>> start Source excerpt

FTSE-100. (read as “footsie”). This is “Financial Times Stock Exchange Index”. This index, as you understand is calculated by FT Agency and treated among most important world and European stock indexes. It includes 100 largest companies’ stocks that are listed on London Stock Exchange (LSE). There is also exists FTSE-250 index.

Nikkei-225. I think you may explain this index right by its name. Right, this is most famous Japan index that includes 225 most powerful and largest Japanese companies from listing of Tokyo stock exchange. All Japanese car producers companies are in this index – Mitsubishi, Toyota, Honda, Suzuki and others, as well as electronic Giants as Sony, Fuji and others. Also there are some other Nikkei indexes – Nikkei-500, Nikkei-300. These indexes include a bit more companies in calculation;

Major World Indexes Continued

DJ Euro Stoxx 50. This index includes largest 50 companies in EU and treated as a barometer not just of the German economy but economy of EU;

Hang Seng. This index belongs to Hong Kong and includes 34 companies from listing of Hong Kong stock exchange. These 34 companies own 65 % of total capitalization of Hong Kong stock exchange. In 2001 has appeared Hang Seng Composite index that includes 200 companies. This index as Nikkei is important barometer of Asian stock market.

>> end Source excerpt
>> start Given information

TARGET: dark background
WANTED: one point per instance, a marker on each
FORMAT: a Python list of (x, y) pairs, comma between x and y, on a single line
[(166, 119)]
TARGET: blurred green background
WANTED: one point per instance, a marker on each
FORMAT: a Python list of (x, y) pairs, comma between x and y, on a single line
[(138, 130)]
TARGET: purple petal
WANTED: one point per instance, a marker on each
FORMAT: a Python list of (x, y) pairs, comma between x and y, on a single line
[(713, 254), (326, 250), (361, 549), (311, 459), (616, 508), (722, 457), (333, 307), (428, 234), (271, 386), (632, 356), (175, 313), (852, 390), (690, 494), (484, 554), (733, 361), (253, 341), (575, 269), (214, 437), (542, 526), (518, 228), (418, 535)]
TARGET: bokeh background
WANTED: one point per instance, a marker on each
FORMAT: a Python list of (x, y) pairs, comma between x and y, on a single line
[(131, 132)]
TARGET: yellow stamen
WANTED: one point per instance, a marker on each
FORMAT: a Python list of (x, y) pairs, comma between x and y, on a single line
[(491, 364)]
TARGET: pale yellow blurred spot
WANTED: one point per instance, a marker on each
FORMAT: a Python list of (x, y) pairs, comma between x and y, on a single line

>> end Given information
>> start Given information

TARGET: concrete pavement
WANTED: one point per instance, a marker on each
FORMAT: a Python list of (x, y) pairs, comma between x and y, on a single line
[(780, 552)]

>> end Given information
>> start Given information

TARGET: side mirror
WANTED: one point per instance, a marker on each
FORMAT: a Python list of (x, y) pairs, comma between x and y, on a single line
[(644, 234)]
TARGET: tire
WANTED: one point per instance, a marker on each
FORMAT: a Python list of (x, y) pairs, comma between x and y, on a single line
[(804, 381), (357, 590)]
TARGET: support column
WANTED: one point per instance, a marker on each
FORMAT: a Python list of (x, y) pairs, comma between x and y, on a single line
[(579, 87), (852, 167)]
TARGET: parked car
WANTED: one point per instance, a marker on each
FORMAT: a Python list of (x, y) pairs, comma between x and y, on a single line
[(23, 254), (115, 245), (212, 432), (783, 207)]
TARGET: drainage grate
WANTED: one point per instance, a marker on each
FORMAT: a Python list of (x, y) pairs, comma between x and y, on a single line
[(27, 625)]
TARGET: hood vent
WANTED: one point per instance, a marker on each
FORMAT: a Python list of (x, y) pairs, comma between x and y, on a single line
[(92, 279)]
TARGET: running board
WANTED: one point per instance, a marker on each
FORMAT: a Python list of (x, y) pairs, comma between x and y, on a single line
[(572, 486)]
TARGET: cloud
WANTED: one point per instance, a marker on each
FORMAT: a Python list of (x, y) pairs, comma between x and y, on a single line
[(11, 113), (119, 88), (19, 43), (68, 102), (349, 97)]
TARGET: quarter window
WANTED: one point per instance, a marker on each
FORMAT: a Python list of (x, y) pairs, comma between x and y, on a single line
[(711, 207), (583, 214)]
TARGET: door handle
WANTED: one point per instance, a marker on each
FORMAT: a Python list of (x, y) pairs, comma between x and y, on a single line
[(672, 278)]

>> end Given information

Things to do:
• 1. In the stock index overview, translate this sentence into Spanish: "These 34 companies own 65 % of total capitalization of Hong Kong stock exchange."
• 2. For each statement, say yes or no depending on whether it agrees with the stock index overview, and quote the deciding words from it.
(a) Nikkei-225 is made up of Japanese companies listed on the Tokyo stock exchange.
(b) Hang Seng includes 50 companies.
(c) The Hang Seng Composite index appeared in 2001 and includes 200 companies.
• 3. Extend the stock index overview, starting after its last sentence.

Answers provided:
• 1. Estas 34 empresas poseen el 65 % de la capitalización total de la bolsa de valores de Hong Kong.

• 2.
(a) Yes: "includes 225 most powerful and largest Japanese companies from listing of Tokyo stock exchange"
(b) No: "includes 34 companies from listing of Hong Kong stock exchange"
(c) Yes: "In 2001 has appeared Hang Seng Composite index that includes 200 companies"

• 3.
All indexes fall under some revision from time to time – some equities are excluded and replaced by new ones, for example due merger or acquisition procedures or bankruptcy as with Enron. Weights of stocks in index are also subject to change. There are a lot of other indexes that also important, such as Russel-2000, NYSE, AMEX indexes, some particular industry indexes – DJ Utility, DJ Gold, S&P Banks and others. You may investigate them by yourself.

In fact, this is difficult to say what stands in advance and what is lagging – currency or equity. Since this is a cyclical environment they are feeling impact of each other and both are based on fundamentals. Here is the chart of Dow, S&P500 index and DAX-30. The close relation is obvious:

Chart #3 | S&P 500, Dow and DAX, monthly
S&P 500, Dow and DAX, monthly - Forex School
Nikkei we’ve studied before that. Also, as you can see combination of different stock indexes is a subject for searching for divergences. For instance, during top of 1999-2000 the Dow has not supported a new high that was shown by S&P 500. This is a warning sign. Also take a look at bottoms of DAX. While S&P and Dow have shown new bottom in 2009, DAX has not. This could become add-on to possible bullish analysis of stock markets.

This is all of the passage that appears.